[Records excerpted from a collection]
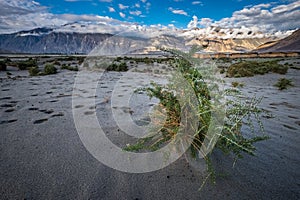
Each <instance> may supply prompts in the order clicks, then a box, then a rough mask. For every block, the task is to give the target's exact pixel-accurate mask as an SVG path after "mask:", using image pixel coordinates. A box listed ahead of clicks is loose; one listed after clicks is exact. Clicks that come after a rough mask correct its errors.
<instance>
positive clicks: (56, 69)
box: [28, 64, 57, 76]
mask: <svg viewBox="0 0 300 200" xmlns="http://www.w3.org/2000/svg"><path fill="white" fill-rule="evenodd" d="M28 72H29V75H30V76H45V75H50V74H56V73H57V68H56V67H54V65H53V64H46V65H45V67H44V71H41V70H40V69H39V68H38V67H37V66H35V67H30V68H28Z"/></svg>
==
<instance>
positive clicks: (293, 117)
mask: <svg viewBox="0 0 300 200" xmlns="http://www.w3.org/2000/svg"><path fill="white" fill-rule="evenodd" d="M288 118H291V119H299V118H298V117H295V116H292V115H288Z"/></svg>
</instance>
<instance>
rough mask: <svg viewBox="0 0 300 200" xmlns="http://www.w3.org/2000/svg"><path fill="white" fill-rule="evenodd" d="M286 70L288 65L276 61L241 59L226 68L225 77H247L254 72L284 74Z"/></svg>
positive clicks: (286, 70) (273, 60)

- EXERCISE BRIEF -
Look above for the line containing "rough mask: <svg" and the line containing "positive clicks: (286, 70) (273, 60)". Transcribe both, with the lines between them, exactly.

- SOLUTION FOR THIS EXERCISE -
rough mask: <svg viewBox="0 0 300 200" xmlns="http://www.w3.org/2000/svg"><path fill="white" fill-rule="evenodd" d="M286 70L288 65L276 61L241 59L226 68L225 77H247L254 72L284 74Z"/></svg>
positive clicks: (286, 70) (273, 60)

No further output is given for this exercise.